## CONSIGNE
D'après le passage, quelle fonction manque-t-il selon da capo ?

## PASSAGE
——
Et une fonction "terrasse" aussi  :love:


----------



## da capo (10 Août 2009)

Il manque la fonction DDT© pour éliminer les nuisibles.


----------



## hippo sulfite (10 Août 2009)

gKatarn a dit:


> Et une fonction "terrasse" aussi  :love:



Ouais mais avec brumisateur alors.


----------



## Amok (11 Août 2009)

Nûmenor a dit:


> macgen ne propose pas de possibilité d'uploader des photos directement du site (je parle de photo grand format), ce qui peut etre enervant et decourageant. bon je sais que si vous autoriser ca, ca va faire exploser le serveur, alors je vous propose un equivalent:
> dans la zone "ouvrir une nouvelle discussion", ajouter une option qui permettra de choisir sa photo sur son Mac, ensuite un bouton "Host" qui nous enverra directement sur Image shake (ou autre). ce lien (Host) nous raccourcira la tache, puisqu'on trouvera la photo qu'on a choisit sur le forum deja uploadée sur imageshake avec le lien url. il ne reste plus qu'a copier le lien.
> bon, je vous donne l'idée (trouvée dans un forum) et a vous de programmer ca si vous voulez



Ce ne doit pas être mon jour : je n'ai rien compris ! :mouais:


----------



## tirhum (11 Août 2009)
——
## EXTRAITS DES LIGNES
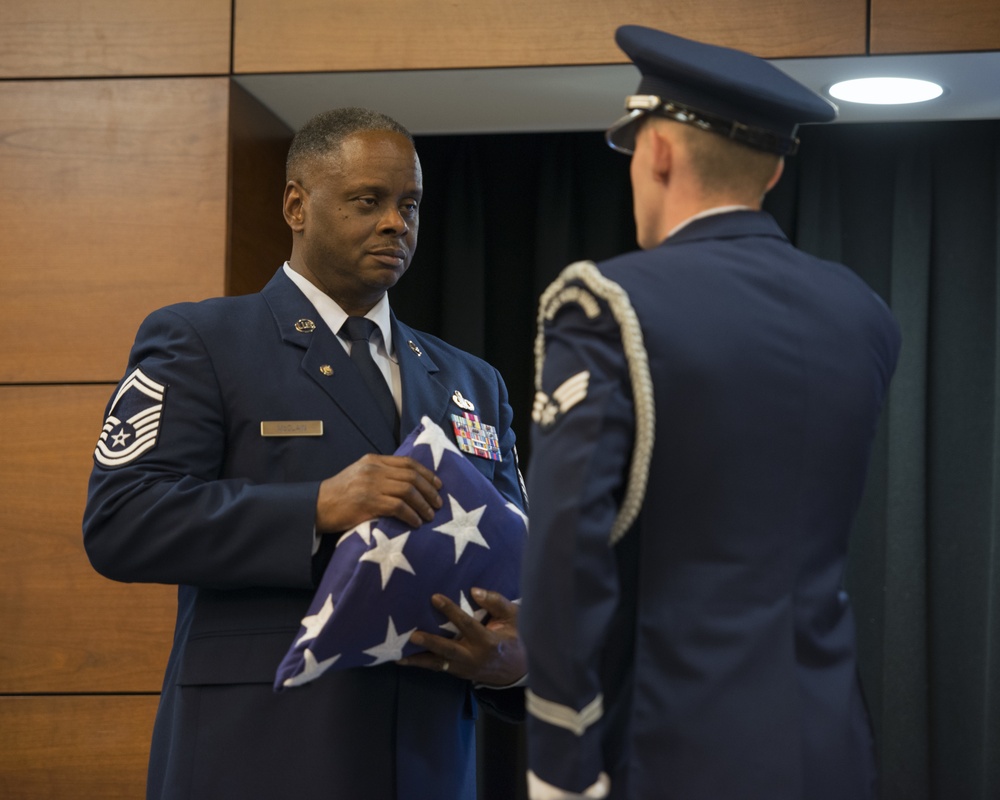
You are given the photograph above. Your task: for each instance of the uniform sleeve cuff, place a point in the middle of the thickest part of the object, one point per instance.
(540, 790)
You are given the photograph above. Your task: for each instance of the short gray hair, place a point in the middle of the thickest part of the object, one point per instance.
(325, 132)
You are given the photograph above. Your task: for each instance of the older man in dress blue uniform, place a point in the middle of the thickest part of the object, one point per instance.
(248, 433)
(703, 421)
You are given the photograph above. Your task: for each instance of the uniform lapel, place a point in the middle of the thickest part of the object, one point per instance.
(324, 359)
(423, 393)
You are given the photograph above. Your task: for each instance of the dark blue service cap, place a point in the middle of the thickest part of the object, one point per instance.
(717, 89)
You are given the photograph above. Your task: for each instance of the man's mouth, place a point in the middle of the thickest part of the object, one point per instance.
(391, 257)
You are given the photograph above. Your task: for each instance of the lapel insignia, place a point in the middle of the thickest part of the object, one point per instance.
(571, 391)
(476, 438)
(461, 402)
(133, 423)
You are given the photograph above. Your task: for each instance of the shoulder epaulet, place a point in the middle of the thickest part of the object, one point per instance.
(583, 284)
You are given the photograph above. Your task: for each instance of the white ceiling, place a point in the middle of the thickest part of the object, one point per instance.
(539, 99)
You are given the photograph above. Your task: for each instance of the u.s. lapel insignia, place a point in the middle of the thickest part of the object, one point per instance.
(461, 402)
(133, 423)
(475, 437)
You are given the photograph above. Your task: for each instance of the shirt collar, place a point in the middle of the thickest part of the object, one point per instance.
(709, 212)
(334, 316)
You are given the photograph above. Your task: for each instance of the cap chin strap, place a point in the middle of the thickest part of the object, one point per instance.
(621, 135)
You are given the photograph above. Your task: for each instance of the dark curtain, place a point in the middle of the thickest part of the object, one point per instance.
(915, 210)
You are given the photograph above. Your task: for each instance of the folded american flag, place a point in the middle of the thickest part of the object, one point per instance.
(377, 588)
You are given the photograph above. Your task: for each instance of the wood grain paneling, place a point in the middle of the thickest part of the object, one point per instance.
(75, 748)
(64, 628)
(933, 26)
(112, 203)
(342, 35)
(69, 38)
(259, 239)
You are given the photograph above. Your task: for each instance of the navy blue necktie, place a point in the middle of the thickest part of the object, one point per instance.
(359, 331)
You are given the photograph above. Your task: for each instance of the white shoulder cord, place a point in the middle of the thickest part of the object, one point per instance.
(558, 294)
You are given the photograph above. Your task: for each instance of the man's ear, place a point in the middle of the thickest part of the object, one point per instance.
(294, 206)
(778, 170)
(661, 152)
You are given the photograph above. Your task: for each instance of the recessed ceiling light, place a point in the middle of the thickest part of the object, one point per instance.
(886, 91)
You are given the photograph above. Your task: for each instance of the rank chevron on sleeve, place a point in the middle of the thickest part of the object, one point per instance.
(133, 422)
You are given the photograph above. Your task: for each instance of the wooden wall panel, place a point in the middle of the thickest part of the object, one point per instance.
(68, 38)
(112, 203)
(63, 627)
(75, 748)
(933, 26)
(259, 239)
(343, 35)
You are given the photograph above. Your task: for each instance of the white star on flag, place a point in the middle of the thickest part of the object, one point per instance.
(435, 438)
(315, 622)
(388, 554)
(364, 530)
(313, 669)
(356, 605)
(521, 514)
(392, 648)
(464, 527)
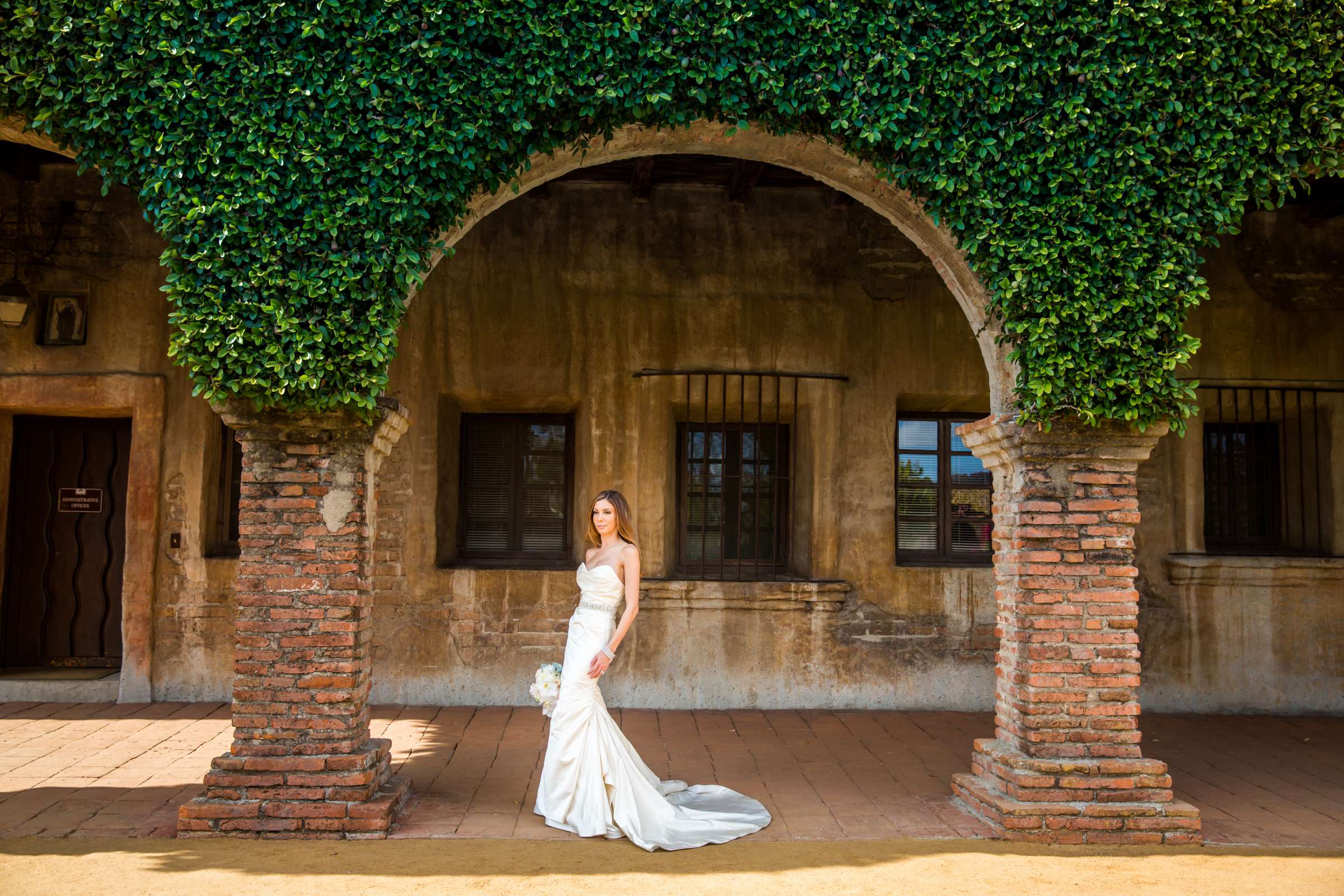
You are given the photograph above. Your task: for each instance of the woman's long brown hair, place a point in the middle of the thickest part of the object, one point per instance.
——
## RÉSULTAT DE L'EXERCICE
La fonction DDT© pour éliminer les nuisibles.